Saved data entries:

/---

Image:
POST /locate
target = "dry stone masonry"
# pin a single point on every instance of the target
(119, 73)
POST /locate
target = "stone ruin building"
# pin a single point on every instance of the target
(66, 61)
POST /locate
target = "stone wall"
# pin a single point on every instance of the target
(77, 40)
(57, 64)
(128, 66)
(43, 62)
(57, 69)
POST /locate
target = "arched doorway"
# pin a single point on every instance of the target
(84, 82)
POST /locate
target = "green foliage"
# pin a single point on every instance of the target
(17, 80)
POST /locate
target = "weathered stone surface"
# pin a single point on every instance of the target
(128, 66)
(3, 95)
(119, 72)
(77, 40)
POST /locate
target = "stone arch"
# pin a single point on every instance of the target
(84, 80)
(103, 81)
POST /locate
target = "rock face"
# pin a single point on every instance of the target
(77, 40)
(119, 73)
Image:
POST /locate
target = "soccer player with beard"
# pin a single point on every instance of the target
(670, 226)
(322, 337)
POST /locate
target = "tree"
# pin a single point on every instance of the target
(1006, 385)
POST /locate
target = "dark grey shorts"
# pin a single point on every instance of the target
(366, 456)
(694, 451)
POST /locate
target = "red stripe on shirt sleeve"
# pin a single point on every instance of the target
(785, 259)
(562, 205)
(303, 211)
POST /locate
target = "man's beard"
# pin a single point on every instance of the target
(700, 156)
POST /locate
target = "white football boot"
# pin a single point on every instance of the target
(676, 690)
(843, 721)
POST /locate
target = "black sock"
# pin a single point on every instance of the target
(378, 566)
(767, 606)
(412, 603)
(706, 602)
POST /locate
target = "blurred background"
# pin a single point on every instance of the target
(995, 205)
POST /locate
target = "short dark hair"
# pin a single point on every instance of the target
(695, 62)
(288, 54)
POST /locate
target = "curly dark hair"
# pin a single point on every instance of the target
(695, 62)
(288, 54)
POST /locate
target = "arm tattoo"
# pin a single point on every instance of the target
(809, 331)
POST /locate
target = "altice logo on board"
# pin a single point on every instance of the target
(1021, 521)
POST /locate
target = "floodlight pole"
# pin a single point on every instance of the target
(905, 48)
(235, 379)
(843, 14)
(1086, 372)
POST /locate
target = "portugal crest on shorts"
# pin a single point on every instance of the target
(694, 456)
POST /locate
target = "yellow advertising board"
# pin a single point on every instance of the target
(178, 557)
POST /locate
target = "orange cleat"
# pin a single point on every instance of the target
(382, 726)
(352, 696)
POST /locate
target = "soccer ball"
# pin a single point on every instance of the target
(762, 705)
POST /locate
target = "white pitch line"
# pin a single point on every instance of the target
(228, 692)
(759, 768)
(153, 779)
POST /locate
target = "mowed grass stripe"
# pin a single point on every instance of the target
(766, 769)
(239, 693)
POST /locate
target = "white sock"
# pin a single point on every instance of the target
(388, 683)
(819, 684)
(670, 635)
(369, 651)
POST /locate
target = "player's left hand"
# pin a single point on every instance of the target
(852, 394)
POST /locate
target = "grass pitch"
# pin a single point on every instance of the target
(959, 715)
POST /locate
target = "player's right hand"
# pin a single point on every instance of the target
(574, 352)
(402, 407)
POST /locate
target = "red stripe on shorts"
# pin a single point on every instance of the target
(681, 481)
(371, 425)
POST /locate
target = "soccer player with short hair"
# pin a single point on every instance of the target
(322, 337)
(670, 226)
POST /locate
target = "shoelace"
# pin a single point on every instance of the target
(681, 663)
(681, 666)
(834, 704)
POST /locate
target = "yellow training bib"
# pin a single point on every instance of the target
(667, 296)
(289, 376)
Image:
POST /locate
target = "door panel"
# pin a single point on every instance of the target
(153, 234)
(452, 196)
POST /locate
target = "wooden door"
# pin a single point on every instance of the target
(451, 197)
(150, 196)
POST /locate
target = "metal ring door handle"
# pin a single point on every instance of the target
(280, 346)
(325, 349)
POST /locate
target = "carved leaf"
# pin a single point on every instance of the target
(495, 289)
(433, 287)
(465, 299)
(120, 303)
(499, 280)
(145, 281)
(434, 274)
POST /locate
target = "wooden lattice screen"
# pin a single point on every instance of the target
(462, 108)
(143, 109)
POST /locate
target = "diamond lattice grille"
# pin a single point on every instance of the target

\---

Task prompt —
Transcribe the data. Leave every line exactly as it is.

Task output —
Image:
POST /locate
target = "dry stone masonry"
# pin a single point on every instance of the target
(119, 73)
POST /locate
target = "stone ruin building"
# pin a single point on every instance of the target
(66, 61)
POST /locate
target = "stone wall"
# pin a single point on every instance of the target
(77, 40)
(57, 64)
(128, 66)
(43, 62)
(57, 69)
POST /locate
target = "arched doorway"
# pin a single point on every instance of the target
(84, 82)
POST /locate
target = "green foliage"
# pin a single point on every instance of the target
(17, 80)
POST /locate
target = "weathered stone surface"
# pin a single point on every instance of the target
(128, 66)
(3, 95)
(119, 72)
(77, 40)
POST /locate
target = "stone arch"
# pin a single point on every instance of the target
(84, 80)
(103, 81)
POST /locate
target = "rock face"
# pin a single point on every instance of the target
(77, 40)
(119, 73)
Image:
POST /locate
target = "soccer player with beard"
# pin a single point on every instance of the target
(670, 226)
(322, 337)
POST /locate
target = "tree"
# pin a single point on every instance of the target
(1006, 385)
POST /locate
target = "dark grey shorts"
# pin a single point on every instance of the target
(366, 456)
(694, 451)
POST /locate
target = "red stripe on shirt sleeve"
# pin a single point on every instance of the target
(785, 259)
(562, 205)
(303, 211)
POST /locate
target = "man's beard"
# pin a single point on every instance of the target
(700, 156)
POST /locate
target = "white football boot"
# pin a single point on every instance of the target
(676, 690)
(843, 721)
POST /locate
target = "black sock"
# pin a single point on every instance of the target
(378, 566)
(767, 606)
(412, 603)
(706, 602)
POST /locate
target = "blurred background"
# pin a single point on every instance of the target
(995, 205)
POST /locate
target = "short dark hair"
# pin a single point on every instance of the target
(695, 62)
(288, 54)
POST /locate
target = "curly dark hair"
# pin a single point on every instance of the target
(695, 62)
(288, 54)
POST /locate
target = "arm tattoo"
# pin a single point on every instance of the target
(809, 331)
POST /locate
target = "altice logo on board"
# pin a single point on every instance of the target
(1021, 521)
POST /locate
target = "floodlight pole"
# pin a single point on every instance of the target
(905, 48)
(235, 379)
(843, 14)
(1086, 372)
POST /locate
target = "portugal crest on shorts"
# pin a single point on every instance of the target
(694, 456)
POST /locate
target = "yellow advertising board"
# pin a single point on every instance of the target
(178, 557)
POST /locate
target = "orange cleat"
# pin a single point on every instance of the target
(382, 726)
(352, 696)
POST /locate
target = "soccer ball"
# pin a single point on every instance of the target
(762, 705)
POST /locate
target = "white pitch line"
# pin a single point on every instance of the target
(228, 692)
(759, 768)
(153, 779)
POST /locate
target = "mowed grass stripe"
# pin a single point on every instance of the target
(766, 769)
(239, 693)
POST /locate
target = "white sock"
# pin a single point on every instance of the target
(388, 683)
(819, 684)
(670, 635)
(369, 651)
POST /locate
target = "player's left hand"
# pin a single point on every instance of the target
(852, 394)
POST /locate
target = "grass pitch"
# pin a single point on every instance of the target
(959, 715)
POST /locate
target = "player's right hand"
# pin a single point on every instance of the target
(574, 352)
(402, 407)
POST /locate
target = "red stripe on shorts"
# pin a single point on every instance of the target
(681, 481)
(371, 425)
POST /locate
target = "soccer player with short hair"
# pin a single point on every instance of the target
(322, 337)
(670, 226)
POST /locate
target = "shoelace"
# pin a single point on every instance of the target
(681, 663)
(681, 666)
(834, 704)
POST /locate
target = "yellow training bib"
# pin a single point on every instance of the target
(667, 296)
(289, 376)
Image:
POST /locate
target = "door panel"
# pin a single point on every instance of the target
(153, 234)
(452, 196)
POST /locate
target = "wooden door"
# pin a single point on every instance of the target
(451, 197)
(150, 196)
POST /locate
target = "metal ring door handle"
# pin a single point on every instance of the target
(280, 346)
(325, 349)
POST /locate
target = "carved leaf"
# pin a single point on every instance of the target
(495, 289)
(433, 287)
(465, 299)
(120, 303)
(499, 280)
(145, 281)
(434, 274)
POST /locate
target = "wooden lattice screen"
# pin a single point on every instance of the target
(462, 108)
(143, 109)
POST /locate
target = "diamond lattice grille"
# pin a single point on every instance of the target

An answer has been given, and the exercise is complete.